## Instruction
Turn every line of the rows below into a JSON list of strings, one string per line, with blank lines dropped. Leave any pictures out.

>> Start Data to process

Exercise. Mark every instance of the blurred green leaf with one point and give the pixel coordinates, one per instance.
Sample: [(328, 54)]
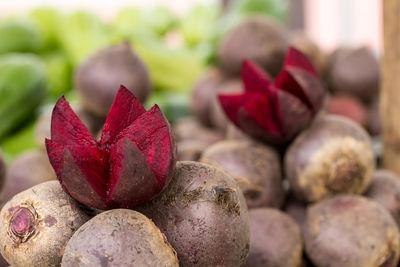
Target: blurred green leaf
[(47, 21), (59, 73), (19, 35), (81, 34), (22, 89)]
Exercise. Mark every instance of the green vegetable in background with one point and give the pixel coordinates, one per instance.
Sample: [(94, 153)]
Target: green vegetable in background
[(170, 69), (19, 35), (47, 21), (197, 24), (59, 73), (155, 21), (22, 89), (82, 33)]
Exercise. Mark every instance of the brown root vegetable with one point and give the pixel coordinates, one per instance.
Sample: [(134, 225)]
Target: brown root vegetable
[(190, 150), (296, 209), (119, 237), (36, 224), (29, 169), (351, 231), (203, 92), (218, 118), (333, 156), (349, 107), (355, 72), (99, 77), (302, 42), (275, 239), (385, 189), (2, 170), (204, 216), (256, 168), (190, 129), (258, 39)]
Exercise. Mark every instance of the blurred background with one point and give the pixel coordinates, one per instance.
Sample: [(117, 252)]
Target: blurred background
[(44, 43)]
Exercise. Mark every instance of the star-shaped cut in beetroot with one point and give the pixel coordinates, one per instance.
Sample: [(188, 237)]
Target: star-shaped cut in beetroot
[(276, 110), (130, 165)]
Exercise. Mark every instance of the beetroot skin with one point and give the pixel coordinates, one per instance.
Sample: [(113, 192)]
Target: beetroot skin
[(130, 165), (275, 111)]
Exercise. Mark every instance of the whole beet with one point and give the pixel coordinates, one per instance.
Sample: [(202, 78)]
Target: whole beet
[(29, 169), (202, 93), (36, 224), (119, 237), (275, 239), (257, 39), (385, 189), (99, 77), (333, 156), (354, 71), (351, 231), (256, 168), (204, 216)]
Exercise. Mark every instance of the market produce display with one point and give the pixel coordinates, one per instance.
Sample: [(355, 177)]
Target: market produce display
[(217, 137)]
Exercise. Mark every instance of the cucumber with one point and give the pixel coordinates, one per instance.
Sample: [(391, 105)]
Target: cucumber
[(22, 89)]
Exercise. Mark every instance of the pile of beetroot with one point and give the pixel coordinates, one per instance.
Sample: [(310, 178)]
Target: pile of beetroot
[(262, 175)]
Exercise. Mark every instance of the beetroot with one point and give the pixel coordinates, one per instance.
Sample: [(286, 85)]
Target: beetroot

>> End Data to process

## Answer
[
  "Exercise. Mark every instance of the blurred green leaf with one point and give the pixel coordinates, one per instance.",
  "Sample: [(328, 54)]",
  "Target: blurred green leaf",
  "[(47, 21), (59, 73), (19, 35), (81, 34), (22, 89)]",
  "Exercise. Mark every instance of the green vegetable in background with one point and give the pixel coordinates, one per instance.",
  "Sample: [(94, 153)]",
  "Target: green vegetable in background",
  "[(170, 69), (19, 35), (47, 21), (197, 24), (59, 73), (155, 21), (22, 89), (82, 33)]",
  "Exercise. Mark every instance of the brown root vegetable with one point and give the pixel coordinates, one per instance.",
  "Sample: [(134, 225)]",
  "Target: brown root vegetable",
  "[(190, 150), (296, 209), (119, 237), (36, 224), (29, 169), (351, 231), (203, 92), (218, 118), (333, 156), (349, 107), (355, 72), (99, 77), (302, 42), (275, 239), (385, 189), (2, 170), (204, 216), (256, 168), (190, 129), (258, 39)]",
  "Exercise. Mark every instance of the blurred background with one point and give the pixel coordinates, one per instance.",
  "Sample: [(117, 252)]",
  "Target: blurred background",
  "[(44, 43)]",
  "Exercise. Mark every instance of the star-shaped cut in beetroot with one point and give the pixel coordinates, one per instance.",
  "Sample: [(188, 237)]",
  "Target: star-shaped cut in beetroot",
  "[(276, 110), (130, 165)]",
  "Exercise. Mark every instance of the beetroot skin with one point and give the pixel coordinates, one per instance.",
  "Sample: [(113, 192)]",
  "Target: beetroot skin",
  "[(130, 165), (275, 111)]",
  "Exercise. Mark every instance of the whole beet with one point and give the pixel coordinates, one per instance.",
  "Sample: [(202, 78)]",
  "Target: whole beet",
  "[(29, 169), (202, 93), (36, 224), (119, 237), (275, 239), (257, 39), (385, 189), (99, 77), (333, 156), (354, 71), (351, 231), (256, 168), (204, 216)]",
  "Exercise. Mark every instance of the market produce display with one point and give the pixel coordinates, one per instance.",
  "Sample: [(355, 177)]",
  "Target: market produce display",
  "[(217, 137)]",
  "Exercise. Mark every instance of the cucumber with one point and give the pixel coordinates, one per instance.",
  "Sample: [(391, 105)]",
  "Target: cucumber",
  "[(22, 89)]",
  "Exercise. Mark every instance of the pile of beetroot with one point and give the pixel coordinates, one per instance.",
  "Sample: [(310, 178)]",
  "Target: pile of beetroot",
  "[(262, 175)]",
  "Exercise. Mark every instance of the beetroot with one point and give the pixel coordinates, one per instance.",
  "Sample: [(286, 85)]",
  "Target: beetroot"
]